* WHAT YOU HAVE TO DO: Identify the line in which "of the container" appears, then reproduce that line and all remaining lines of the records word for word.

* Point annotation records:
* START *

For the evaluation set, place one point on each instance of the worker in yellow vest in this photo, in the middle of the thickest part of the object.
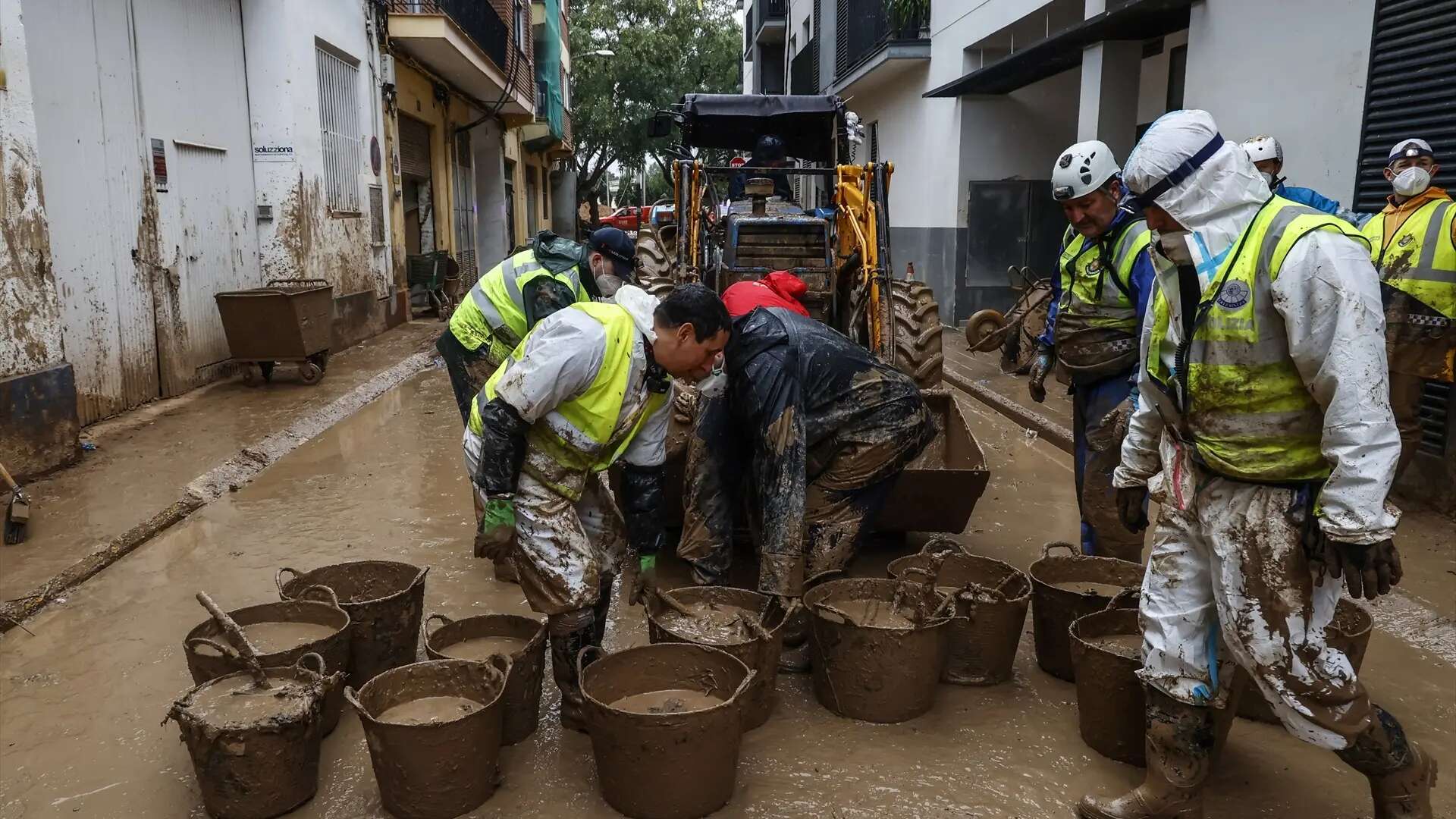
(514, 295)
(1413, 243)
(1098, 299)
(1264, 435)
(585, 388)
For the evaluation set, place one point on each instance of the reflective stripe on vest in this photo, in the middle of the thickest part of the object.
(587, 433)
(495, 306)
(1247, 409)
(1420, 259)
(1085, 289)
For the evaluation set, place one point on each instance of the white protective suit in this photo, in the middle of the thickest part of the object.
(1228, 554)
(565, 550)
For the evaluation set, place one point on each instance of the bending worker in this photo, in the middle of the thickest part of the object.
(817, 428)
(517, 293)
(587, 387)
(1264, 433)
(1269, 159)
(1413, 243)
(1092, 324)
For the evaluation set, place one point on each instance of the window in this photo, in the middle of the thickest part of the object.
(340, 123)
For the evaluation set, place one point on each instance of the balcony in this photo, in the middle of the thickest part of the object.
(870, 47)
(468, 44)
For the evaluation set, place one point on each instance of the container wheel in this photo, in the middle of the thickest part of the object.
(918, 333)
(654, 267)
(982, 325)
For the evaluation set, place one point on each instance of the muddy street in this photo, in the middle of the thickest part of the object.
(82, 698)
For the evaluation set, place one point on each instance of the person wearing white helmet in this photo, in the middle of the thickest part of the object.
(1269, 158)
(1266, 436)
(1413, 243)
(1100, 293)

* END *

* OUTPUT OF THE TASK:
For the evaluation set, place one point on each instance of the container wheel in this photo, in the middle of the thickest part of the object.
(918, 333)
(654, 267)
(982, 325)
For the evaluation set, place one point on each instance of the muddy street in this photo, in the middle of the thickest part of the object.
(82, 698)
For the evaluation set, place one point on each instance of the person wearing white helmet in this photo, in the middle of the thickest part of the object.
(1269, 158)
(1266, 436)
(1413, 243)
(1100, 293)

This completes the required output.